Write out the records again, exactly, leaving none out.

::: PROVIDED DATA

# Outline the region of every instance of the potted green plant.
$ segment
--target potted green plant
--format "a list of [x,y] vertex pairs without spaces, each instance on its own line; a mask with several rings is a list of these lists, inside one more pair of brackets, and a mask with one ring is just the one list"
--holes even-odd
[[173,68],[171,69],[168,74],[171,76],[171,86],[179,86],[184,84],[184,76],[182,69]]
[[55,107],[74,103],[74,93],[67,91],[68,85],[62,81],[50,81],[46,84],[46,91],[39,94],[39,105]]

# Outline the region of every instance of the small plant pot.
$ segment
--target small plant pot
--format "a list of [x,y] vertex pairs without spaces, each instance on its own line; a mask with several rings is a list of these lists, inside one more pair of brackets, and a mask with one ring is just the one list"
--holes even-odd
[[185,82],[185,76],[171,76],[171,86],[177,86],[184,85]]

::::::

RESPONSE TO THE TASK:
# Outline the region of every instance of the potted green plant.
$ segment
--target potted green plant
--format "a list of [x,y] vertex pairs without spaces, each instance on its own line; a mask with several rings is a list of these lists, inside one more pair of brackets, and a mask with one ring is just the one list"
--holes even-odd
[[173,68],[171,69],[168,74],[171,76],[171,86],[179,86],[184,84],[184,76],[182,69]]
[[55,107],[74,103],[74,93],[67,91],[68,85],[62,81],[50,81],[46,84],[46,91],[39,94],[39,105]]

# Outline the region of every instance of the small plant pot.
$ segment
--target small plant pot
--format "a list of [x,y] vertex pairs without spaces, each instance on its own line; a mask with several rings is a list of these lists, inside one more pair of brackets, and a mask with one ring is just the one list"
--holes even-odd
[[185,82],[185,76],[171,76],[171,86],[177,86],[184,85]]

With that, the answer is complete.